== Written problem a ==
Rewrite part of the records as a numbered list, skipping blank lines. Start at the line with "Indicate the beige" and continue up to and including the line with "<point>207,302</point>".

--- start Given text ---

Of cause, this is a sudo code only and more details need to be figured out. But do you think this is the step in the right direction and it's worth moving forward? Comments, suggestions are very welcome.

I think that this basic approach is sound and worth pursuing, perhaps initially prototyping it on a git branch? There are clearly a number of details that have to be worked out, especially for a completely general solution covering all types of plannodes. I personally find this an interesting project with lots of potential benefits to the product. As I come up to speed here at VoltDB, I'm hoping that I can strike a balance between supporting you in this effort, helping with a few of the identified high priority tasks in the team's backlog, and possibly branching out in some new directions of my own.

BTW, I actually lost track for a bit of the fact that your original non-inlined DISTINCT push-down has not been integrated. Do you have a clean patch with just that fix that might be ready for integration? There's some interest in getting that into the next iteration of development.

WRT the inlined distinct, I can see both sides of the argument for trying to integrate it vs. leaving it out in favor of the more general approach of switching over to a "pull" executor which will only require a small part of that change.

--paul


Michael Alexeev

unread,
Apr 9, 2012, 9:50:43 PM4/9/12
to voltd...@googlegroups.com
Hi Paul,

Sorry, I was out of town for the whole week and couldn't replay you earlier.
On Tue, Apr 3, 2012 at 9:14 PM, Paul Martel <pma...@voltdb.com> wrote:
HI, Mike.

On Thu, Mar 29, 2012 at 9:11 PM, Michael Alexeev <michael...@gmail.com> wrote:
Hi All,

Thanks everyone for the very valuable input! It seems that the consensus is that the top-down (or pull) solution to drive data through the executor's chain is preferable to the inline node approach . It eliminates the need for the multiple intermediate input/output tables for almost all nodes in the graph with the exception of input table(s) for leaf(s) and an output table for the root. The existing inline nodes also can be eliminated since their primary purpose is to bypass intermediate in/out tables which will be gone anyway. Is it more or less accurate?

Below is my attempt to refactor the existing logic based on the Paul's and Ariel's suggestions:

1. factor out the behavior of the (per input row) loop body in Executor::p_execute -- call it Executor::exec_one
   Easy for some executors, not so for others - nested loop ones, for example

Yes. The degree of difficulty is closely related to how much state p_execute is currently keeping in the call stack when it is ready to "insert the next row". In the simplest pull model "insert the next row" translates to something like "return the row, BUT remember how to get back here to find the next one". So lots of local variables need to be preserved as Executor data members. More complex Executors like joins, especially outer joins, that operate in phases will operate like finite state machines.

Agree. Either we need to preserve the state between the calls or pass it as additional parameters or both. At the moment I don't feel what is the right solution but hope to get a better idea after some prototyping.


2. Modify p_execute method for each executor to do depth first traversal to iterate over the input table(s) and apply node specific logic to each tuple on its way up to the root. I called it p_next
   Bool Executor::p_next( const NValueArray &params, TableTuple &out)
{
   bool hasNext = true;
   vector<AbstractPlanNode*>& children = node->getChildren();
   if (children.empty())
    {
         // This is a leaf. Get the next tuple from the target table
         // @TODO Somehow need to preserve the input_iterator state between the calls
         hasNext = input_iterator.next(out);
    }
    else
    {
        // Recurs to the children. The actual code could vary from executor to executor
        // but the executor specific behavior could be factored out via virtual or templated call.

--- end Given text ---
--- start Given records ---

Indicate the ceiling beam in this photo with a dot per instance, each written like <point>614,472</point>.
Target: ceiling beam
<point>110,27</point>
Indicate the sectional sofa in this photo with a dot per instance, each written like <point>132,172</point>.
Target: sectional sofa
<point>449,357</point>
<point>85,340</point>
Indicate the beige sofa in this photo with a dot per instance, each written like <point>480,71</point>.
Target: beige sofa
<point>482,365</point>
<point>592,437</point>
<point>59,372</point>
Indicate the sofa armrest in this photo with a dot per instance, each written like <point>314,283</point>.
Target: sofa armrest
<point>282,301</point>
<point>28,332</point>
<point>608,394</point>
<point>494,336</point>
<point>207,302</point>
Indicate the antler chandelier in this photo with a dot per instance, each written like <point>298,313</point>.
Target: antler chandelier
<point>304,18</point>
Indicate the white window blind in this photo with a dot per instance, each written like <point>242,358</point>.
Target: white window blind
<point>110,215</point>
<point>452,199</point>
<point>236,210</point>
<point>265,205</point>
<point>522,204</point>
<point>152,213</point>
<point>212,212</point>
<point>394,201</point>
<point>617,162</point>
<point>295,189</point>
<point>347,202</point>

--- end Given records ---

== Written problem b ==
In the VoltDB executor thread, what name was given to the modified p_execute method that does depth-first traversal over the input tables?

== Task response a ==
1. Indicate the beige sofa in this photo with a dot per instance, each written like <point>480,71</point>.
2. Target: beige sofa
3. <point>482,365</point>
4. <point>592,437</point>
5. <point>59,372</point>
6. Indicate the sofa armrest in this photo with a dot per instance, each written like <point>314,283</point>.
7. Target: sofa armrest
8. <point>282,301</point>
9. <point>28,332</point>
10. <point>608,394</point>
11. <point>494,336</point>
12. <point>207,302</point>

== Task response b ==
p_next